Task requirements →
Continue the passage on sustainable packaging materials, picking up after its last sentence.

Exercise passage →
It is worth noting that for a material to be truly considered compostable, it should be able to break down in home compost within 180 days and 90 days in commercial composting conditions. Here is an example of a client we have worked with who embraces this compostability in their products.
climbOn is an excellent example of a brand that uses composable packaging in a lot of their products.
2. Cornstarch Packaging
This is a biodegradable packaging material that can replace the annoying and messy styrofoam as well as plastic. Cornstarch can also be used to make biodegradable packing peanuts, which is a great alternative to bubble wrap.
3. Mushroom or Fungi Packaging
This type of packaging is created by letting a fungus grow around clean agricultural waste, such as corn stalks or husks. Over a few days, the fungus fibers bind the waste together, forming a solid shape. It is then dried to prevent it from growing any further.
This type of packaging is gaining momentum in the cosmetics industry. WildSmith Skin, a London-based cosmetic brand, has been putting a lot of create into their packaging and committing to sustainability.
4. Kraft Paper
Also known as paperboard is more environmentally friendly than plastic and other packaging. Because of its strength, Kraft Paper is used for many industrial and commercial applications. The material is used in packaging operations for packing, wrapping individual items, bundling and void fill. Also, Kraft paper can be used as load binders between layers of palatalized products.
5. Green Cell Foam
This uses cornstarch to create a fully biodegradable foam that can be used as a replacement for polystyrene or styrofoam. It is certified compostable in backyard and industrial facilities and can even be dissolved in a sink for safe and easy disposal.

Records taken from a collection:

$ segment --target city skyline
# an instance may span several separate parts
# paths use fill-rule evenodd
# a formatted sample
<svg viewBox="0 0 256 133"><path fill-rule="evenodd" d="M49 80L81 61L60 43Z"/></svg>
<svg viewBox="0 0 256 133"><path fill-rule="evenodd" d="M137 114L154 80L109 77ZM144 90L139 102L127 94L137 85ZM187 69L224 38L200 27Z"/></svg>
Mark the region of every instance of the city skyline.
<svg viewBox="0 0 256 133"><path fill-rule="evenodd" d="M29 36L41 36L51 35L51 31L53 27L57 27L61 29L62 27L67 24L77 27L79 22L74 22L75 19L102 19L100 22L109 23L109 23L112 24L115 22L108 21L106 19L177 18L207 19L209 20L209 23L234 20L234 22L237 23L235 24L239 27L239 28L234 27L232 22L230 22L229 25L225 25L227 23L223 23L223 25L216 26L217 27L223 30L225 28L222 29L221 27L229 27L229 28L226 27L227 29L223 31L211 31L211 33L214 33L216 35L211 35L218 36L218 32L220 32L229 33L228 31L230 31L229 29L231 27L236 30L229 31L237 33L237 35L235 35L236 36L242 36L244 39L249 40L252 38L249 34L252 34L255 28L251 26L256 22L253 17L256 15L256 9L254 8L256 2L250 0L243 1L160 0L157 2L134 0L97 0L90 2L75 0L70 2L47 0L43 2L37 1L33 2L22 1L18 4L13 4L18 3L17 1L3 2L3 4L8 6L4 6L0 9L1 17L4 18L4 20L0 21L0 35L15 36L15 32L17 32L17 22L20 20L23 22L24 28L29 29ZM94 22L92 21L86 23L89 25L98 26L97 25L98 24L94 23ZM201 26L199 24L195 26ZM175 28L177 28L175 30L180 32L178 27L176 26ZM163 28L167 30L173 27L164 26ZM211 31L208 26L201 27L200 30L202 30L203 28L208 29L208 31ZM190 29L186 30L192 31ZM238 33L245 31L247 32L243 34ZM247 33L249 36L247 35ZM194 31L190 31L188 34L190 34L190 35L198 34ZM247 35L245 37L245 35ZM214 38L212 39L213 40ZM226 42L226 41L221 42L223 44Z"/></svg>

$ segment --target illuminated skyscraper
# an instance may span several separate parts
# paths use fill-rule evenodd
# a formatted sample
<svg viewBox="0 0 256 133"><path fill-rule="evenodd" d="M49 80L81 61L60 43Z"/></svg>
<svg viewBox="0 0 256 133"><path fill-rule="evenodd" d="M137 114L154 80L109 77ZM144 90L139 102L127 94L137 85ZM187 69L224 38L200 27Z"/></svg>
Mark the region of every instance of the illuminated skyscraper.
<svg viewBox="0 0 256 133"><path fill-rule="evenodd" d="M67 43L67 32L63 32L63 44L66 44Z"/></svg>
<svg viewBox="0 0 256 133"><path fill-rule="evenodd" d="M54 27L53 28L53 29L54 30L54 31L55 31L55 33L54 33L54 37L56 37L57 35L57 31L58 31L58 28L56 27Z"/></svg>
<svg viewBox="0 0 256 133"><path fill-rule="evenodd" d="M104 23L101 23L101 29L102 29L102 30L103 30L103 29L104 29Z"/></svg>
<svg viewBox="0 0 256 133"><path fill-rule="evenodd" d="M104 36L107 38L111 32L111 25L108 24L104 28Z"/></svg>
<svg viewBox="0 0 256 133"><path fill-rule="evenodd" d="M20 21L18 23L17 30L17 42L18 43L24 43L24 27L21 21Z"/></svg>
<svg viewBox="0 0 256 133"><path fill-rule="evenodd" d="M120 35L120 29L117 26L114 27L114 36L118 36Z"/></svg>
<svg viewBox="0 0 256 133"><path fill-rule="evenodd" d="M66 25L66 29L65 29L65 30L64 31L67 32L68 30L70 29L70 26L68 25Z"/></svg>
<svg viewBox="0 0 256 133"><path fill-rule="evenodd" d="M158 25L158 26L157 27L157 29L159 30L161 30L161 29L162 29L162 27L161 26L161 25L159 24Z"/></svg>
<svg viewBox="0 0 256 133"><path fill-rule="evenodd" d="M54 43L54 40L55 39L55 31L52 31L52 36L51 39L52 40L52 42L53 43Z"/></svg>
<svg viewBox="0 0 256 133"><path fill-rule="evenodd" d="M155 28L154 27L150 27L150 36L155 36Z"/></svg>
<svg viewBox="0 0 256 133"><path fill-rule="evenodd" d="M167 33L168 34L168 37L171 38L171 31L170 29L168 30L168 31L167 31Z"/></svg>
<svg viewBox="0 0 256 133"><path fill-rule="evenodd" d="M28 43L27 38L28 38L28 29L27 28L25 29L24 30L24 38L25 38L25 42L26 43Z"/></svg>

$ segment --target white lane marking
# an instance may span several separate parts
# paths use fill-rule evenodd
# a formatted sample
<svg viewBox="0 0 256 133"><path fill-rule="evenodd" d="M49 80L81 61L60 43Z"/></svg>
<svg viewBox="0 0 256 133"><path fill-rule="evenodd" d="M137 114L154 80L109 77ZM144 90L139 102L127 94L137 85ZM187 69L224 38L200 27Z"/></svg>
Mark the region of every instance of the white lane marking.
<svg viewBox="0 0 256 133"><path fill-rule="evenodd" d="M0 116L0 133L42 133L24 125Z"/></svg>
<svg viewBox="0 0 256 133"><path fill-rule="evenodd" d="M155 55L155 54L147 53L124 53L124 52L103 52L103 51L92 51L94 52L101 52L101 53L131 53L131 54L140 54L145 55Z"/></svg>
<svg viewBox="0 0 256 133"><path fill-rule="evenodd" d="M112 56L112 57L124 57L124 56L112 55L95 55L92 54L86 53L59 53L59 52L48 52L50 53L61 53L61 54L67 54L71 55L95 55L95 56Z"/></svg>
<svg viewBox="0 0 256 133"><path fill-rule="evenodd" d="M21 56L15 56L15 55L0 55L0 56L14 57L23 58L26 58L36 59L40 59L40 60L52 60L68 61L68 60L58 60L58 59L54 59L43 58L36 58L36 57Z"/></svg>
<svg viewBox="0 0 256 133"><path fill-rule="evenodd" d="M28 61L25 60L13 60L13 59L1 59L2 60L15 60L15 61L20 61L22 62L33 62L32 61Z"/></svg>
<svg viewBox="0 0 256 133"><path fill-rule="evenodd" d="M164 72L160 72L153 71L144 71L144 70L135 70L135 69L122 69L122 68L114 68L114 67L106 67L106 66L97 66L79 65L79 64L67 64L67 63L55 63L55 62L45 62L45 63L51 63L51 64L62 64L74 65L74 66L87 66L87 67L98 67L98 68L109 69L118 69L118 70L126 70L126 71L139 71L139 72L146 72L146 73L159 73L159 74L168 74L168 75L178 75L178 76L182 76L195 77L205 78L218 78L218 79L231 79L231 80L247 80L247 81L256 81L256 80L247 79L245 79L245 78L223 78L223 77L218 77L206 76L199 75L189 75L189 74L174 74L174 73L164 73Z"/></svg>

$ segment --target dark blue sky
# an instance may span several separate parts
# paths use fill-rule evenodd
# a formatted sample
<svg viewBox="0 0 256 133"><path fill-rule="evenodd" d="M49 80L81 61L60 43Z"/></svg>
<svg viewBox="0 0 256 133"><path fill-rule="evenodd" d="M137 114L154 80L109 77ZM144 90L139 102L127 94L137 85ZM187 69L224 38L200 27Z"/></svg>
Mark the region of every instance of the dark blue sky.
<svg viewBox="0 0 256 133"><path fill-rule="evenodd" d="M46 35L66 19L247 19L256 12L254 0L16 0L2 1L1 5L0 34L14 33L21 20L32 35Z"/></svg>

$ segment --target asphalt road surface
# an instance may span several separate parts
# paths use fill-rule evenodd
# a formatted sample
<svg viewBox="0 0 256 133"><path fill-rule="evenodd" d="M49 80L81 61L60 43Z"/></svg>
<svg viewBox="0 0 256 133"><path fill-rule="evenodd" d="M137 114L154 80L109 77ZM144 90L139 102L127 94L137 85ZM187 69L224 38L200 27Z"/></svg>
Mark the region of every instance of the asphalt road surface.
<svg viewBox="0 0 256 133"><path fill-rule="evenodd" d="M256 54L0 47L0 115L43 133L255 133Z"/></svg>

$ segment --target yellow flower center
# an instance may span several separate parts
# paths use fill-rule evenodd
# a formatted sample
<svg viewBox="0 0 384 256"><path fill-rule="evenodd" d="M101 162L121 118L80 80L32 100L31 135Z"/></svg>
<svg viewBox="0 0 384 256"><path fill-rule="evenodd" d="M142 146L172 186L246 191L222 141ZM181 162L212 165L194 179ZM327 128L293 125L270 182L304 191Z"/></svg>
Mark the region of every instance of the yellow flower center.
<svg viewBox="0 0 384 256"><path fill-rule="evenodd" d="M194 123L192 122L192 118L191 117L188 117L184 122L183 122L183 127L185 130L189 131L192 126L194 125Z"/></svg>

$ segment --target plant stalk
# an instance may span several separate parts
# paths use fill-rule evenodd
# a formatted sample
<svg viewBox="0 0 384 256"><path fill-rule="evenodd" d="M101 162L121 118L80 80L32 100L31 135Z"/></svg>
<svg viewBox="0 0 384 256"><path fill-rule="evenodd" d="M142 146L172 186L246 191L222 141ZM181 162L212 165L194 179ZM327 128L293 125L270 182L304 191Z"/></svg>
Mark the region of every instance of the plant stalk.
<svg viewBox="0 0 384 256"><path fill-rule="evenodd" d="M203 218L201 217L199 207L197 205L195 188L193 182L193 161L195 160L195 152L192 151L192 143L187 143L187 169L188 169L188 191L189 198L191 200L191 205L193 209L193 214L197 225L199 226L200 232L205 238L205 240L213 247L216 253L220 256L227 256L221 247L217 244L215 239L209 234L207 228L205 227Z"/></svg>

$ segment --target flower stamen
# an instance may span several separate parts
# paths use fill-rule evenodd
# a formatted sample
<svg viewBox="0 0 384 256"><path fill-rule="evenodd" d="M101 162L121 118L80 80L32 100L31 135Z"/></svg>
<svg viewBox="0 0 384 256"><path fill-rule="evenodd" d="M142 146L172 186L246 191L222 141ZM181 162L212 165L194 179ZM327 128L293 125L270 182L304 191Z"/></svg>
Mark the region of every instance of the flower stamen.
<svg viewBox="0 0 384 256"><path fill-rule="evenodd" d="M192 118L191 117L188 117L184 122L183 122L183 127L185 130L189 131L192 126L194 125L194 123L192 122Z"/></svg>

==

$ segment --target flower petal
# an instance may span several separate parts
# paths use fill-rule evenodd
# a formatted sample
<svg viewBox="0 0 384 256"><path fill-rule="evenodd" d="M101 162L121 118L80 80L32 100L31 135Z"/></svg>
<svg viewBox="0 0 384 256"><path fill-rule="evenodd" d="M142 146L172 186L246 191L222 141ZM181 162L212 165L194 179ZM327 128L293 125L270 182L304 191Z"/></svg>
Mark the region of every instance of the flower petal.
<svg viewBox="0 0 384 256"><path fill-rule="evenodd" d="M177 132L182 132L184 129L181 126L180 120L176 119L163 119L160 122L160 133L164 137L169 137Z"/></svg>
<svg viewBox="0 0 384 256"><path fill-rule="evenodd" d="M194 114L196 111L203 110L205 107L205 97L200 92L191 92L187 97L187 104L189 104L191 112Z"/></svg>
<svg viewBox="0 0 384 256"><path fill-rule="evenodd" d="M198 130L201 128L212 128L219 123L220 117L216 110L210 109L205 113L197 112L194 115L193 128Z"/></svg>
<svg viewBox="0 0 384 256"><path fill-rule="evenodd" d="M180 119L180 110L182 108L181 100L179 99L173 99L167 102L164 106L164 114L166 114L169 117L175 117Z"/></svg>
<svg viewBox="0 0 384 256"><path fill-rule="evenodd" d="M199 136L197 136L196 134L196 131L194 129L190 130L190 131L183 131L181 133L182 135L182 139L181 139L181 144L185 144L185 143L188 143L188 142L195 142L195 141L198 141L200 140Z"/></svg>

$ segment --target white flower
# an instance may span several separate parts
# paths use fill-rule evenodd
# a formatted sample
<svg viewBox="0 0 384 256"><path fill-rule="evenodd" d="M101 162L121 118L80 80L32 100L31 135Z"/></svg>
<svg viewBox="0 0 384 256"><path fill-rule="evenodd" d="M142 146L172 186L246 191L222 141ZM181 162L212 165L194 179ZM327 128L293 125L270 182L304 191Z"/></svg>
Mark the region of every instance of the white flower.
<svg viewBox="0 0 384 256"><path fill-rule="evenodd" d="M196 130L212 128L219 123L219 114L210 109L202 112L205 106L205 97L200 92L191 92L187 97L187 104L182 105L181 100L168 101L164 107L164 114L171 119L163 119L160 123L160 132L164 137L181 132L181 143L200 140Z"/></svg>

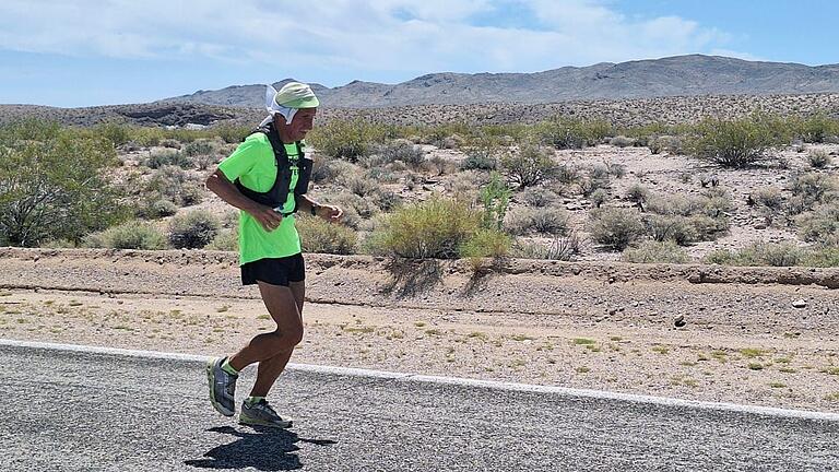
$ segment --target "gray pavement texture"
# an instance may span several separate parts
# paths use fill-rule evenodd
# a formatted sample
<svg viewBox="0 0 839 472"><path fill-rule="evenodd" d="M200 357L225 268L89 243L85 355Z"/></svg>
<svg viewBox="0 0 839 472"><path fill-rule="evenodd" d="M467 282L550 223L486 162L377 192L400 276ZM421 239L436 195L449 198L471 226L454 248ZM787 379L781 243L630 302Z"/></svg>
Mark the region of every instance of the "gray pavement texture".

Result for this exercise →
6. Recycled Packaging
This type of packaging, as its name says, is any form of packaging that can be reused and recycled. This means that it gives more than one life to plastics and other materials that are already in circulation.
7. Corrugated Packaging
This refers to box fibers made mainly from trees and old corrugated containers. Once recycled, corrugated box fibers are used 7-10 times to make new boxes and other paper products. And more corrugated packaging is recovered for recycling than any other packaging material.
8. Air Pillows
Made of recyclable materials, these are small bags that can be inflated and are made of bio-degradable materials and can be reused.
9. Seaweed Packaging
This packaging is 100% biodegradable and although this is still not very popular, seaweed can be used as an alternative to plastic, especially for food packaging.
10. Organic Fabrics
An eco-friendly alternative to plastic bags and containers is organic fabrics such as hemp, flax, recycled cotton and even palm, banana and pineapple leaves. These materials biodegrade in 100 days so they are incredibly eco-friendly.
Your packaging is the first touchpoint your customer will have with your brand and product. This is your opportunity to spread your brand message and values and what better way to showcase it than with an authentic commitment to sustainability.
Although not possible with all products, many brands have found creative ways to reduce the amount of materials used in their packaging. Whether by condensing liquid formulas, incorporating packaging into the product, or arranging products in different ways, there are a variety of methods that you can adopt without compromising product quality.
The final question each brand should ask themselves is, how can we re-imagine the way we present our products to our consumers? And how can we make this would more sustainable while at the same time increasing our profits? Can both, ethical environmental practices and sustainability be connected to brand loyalty?
The answer is yes, and the evidence is laid out in the statistics mentioned before.